* **Direction A**
Print the section of the CDC support thread that begins at the words "- Time-based —" and stops after "Kafka offset, etc.".
* **Direction B**
List every person who wrote a message in the CDC support thread.
Start of Text excerpt
Re: [DISCUSS] SPIP: Change Data Capture (CDC) Support

Gengliang Wang Mon, 02 Mar 2026 10:44:10 -0800

Hi Mich,
The proposal actually covers all three categories:

   - Time-based — CHANGES FROM TIMESTAMP '2026-01-01' TO TIMESTAMP '2026-
   02-01'



   - Token-based (SCN/LSN) — CHANGES FROM VERSION '1234567' TO VERSION
    '2345678' — VERSION accepts strings, so connectors can interpret them
   as SCN, LSN, Kafka offset, etc.


   - Format-version-based — CHANGES FROM VERSION 10 TO VERSION 20

This is a Data Source V2 connector interface. The syntax is
intentionally agnostic
— each connector interprets "version" and "timestamp" in its own domain.
Spark provides the unified syntax and post-processing; connectors provide
the domain-specific change data.

On Mon, Mar 2, 2026 at 8:44 AM Anton Okolnychyi <[email protected]>
wrote:

> Mich, the proposal already comes with built-in support for timestamp
> ranges and a generic meaning of version. In Delta, this is a log version
> (number). In Iceberg, this is going to be a snapshot ID (string). Each
> connector can treat the version differently.
>
> I had a chance to see this proposal before it landed and I think it will
> be a great addition to Spark. I like the approach with computing updates
> and deduplication using window functions but we will have to benchmark the
> performance. If it ends up slower than what external connectors like Delta
> and Iceberg do today, we will have to pivot. This will only be known once
> the implementation is done. That said, it has no impact on the proposed
> behavior and APIs.
>
> Great to see this.
>
> - Anton
>
> пн, 2 бер. 2026 р. о 03:54 Mich Talebzadeh <[email protected]>
> пише:
>
>> one has to clarify that this is not all inclusive CDC
>>
>> So a realistic unified interface for CDC it should end  as one of:
>>
>>
>>    1. time-based: “changes between T1 and T2”
>>    2. token-based: “changes between (SCN/LSN)” (Oracle)
>>    3. format-version-based: “changes between snapshot/version IDs”
>>    (Delta/Iceberg/Hudi)
End of Text excerpt
Start of Provided information
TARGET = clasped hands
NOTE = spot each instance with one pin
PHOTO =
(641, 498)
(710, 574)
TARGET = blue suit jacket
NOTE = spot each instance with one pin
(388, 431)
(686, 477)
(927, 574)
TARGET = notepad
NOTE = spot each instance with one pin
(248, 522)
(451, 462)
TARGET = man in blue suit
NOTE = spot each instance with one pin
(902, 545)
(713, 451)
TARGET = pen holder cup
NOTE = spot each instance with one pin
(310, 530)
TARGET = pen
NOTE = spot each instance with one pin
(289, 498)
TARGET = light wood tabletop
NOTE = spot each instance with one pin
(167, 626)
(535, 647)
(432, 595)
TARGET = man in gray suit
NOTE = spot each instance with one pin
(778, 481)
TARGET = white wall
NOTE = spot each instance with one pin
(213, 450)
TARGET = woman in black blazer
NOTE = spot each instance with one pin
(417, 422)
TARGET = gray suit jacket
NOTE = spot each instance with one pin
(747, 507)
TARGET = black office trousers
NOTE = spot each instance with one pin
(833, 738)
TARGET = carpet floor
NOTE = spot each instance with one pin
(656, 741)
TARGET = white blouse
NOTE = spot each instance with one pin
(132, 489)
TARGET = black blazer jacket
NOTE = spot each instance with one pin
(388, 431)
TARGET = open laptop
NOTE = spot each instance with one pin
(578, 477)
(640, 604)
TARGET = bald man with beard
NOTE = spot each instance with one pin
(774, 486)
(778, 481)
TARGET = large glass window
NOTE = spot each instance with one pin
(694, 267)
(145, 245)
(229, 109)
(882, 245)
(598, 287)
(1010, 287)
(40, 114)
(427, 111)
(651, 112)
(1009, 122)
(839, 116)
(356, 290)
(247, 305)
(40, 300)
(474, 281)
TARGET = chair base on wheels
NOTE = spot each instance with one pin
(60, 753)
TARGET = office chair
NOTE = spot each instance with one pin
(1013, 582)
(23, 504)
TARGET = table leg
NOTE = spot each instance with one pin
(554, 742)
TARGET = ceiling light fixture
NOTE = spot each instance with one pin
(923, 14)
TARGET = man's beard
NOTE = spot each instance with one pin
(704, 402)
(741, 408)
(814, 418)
End of Provided information
* **Worked answer A**
- Time-based — CHANGES FROM TIMESTAMP '2026-01-01' TO TIMESTAMP '2026-
   02-01'



   - Token-based (SCN/LSN) — CHANGES FROM VERSION '1234567' TO VERSION
    '2345678' — VERSION accepts strings, so connectors can interpret them
   as SCN, LSN, Kafka offset, etc.

* **Worked answer B**
- Gengliang Wang
- Anton Okolnychyi
- Mich Talebzadeh